◆ **Exercise task A**:
In the mailing-list message, who is credited with pipelining of stream negotiation exchanges?
◆ **Exercise task B**:
Translate this sentence from the mailing-list message into Spanish: "I'm trying to think on how to do a reference implementation to get more feedback."

◆ **Selected extract**:
□ □ □
Hi,

On Feb 27, 2008, at 4:06 PM, Peter Saint-Andre wrote:
Fabio Forno wrote:
On Wed, Feb 27, 2008 at 5:06 AM, Peter Saint-Andre <[EMAIL PROTECTED]> wrote:

 2.1 What people have done or suggested

 - fast reconnection
 - pipelining of stream negotiation exchanges (Tony Finch)
 - don't retrieve roster (but this doesn't really help)

Though sending roster diffs helps. There is a new possible approach
I've found only after the discussion we had: use just roster push,
that must implemented regardlessly any optimization. The client asks
for the roster adding a timestamp of the last received push, and the
server sends changes as pushes (all timestamped)

Yes, we have roster pushes so it seems like a good idea to use them (in
general I think we should make intelligent use of everything we've
already defined, such as presence and rosters and roster pushes and so
on -- other real-time communication technologies don't have these
features at the base level, so it's to our advantage to use them). I
think that something like what you suggest might work well.

Also, before the devcon Dave Cridland mentioned that he didn't like the
XEP-0150 approach but at the devcon we somehow didn't hear from him on
this topic, so perhaps he could weigh in with his ideas here.

 - compression

Under this topic nobody really seems ready to try the binary path

Yes, so it seemed. Pedro Melo mentioned some further thoughts along
these lines at dinner one night, so he and I might work on a spec for
that. Right, Pedro? ;-)

Exactly. :)

I'm trying to think on how to do a reference implementation to get more feedback.

But I agree that, from the feedback at the devcon, it does not seem to win us much, so this is very low priority work.


- BOSH (for mobile, is it better, the same, or worse than TCP?)
□ □ □
◆ **Dataset**:
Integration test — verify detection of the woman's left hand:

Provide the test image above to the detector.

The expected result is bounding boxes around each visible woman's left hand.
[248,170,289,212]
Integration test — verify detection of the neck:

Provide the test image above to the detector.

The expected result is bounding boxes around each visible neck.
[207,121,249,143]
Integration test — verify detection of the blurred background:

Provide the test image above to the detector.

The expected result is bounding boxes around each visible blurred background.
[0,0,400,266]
□ □ □
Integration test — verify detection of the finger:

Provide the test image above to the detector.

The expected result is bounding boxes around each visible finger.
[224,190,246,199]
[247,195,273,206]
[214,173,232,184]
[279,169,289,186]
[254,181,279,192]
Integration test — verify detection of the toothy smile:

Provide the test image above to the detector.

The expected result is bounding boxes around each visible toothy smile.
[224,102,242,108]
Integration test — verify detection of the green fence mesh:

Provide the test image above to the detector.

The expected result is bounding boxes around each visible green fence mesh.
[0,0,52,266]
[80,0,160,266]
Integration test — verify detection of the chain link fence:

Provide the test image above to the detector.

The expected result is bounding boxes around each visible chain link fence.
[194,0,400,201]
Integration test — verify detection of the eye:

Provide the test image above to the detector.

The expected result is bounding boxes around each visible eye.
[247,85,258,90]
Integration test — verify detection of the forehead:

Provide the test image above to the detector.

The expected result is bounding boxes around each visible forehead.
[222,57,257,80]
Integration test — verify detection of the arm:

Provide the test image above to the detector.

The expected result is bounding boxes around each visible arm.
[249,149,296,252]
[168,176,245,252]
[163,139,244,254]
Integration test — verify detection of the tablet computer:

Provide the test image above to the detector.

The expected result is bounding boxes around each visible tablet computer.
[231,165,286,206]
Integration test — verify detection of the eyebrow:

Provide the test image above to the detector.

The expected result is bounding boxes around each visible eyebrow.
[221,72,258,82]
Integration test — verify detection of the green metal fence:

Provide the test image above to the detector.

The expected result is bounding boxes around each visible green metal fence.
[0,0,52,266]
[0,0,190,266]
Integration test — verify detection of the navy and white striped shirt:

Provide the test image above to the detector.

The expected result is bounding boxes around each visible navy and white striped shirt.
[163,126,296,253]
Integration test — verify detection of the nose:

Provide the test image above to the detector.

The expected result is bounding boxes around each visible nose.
□ □ □
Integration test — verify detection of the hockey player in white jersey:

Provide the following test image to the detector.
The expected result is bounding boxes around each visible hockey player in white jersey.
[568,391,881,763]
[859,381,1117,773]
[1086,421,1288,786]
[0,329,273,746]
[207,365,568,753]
□ □ □
◆ **Final answer A**:
Tony Finch

◆ **Final answer B**:
Estoy intentando pensar en cómo hacer una implementación de referencia para obtener más comentarios.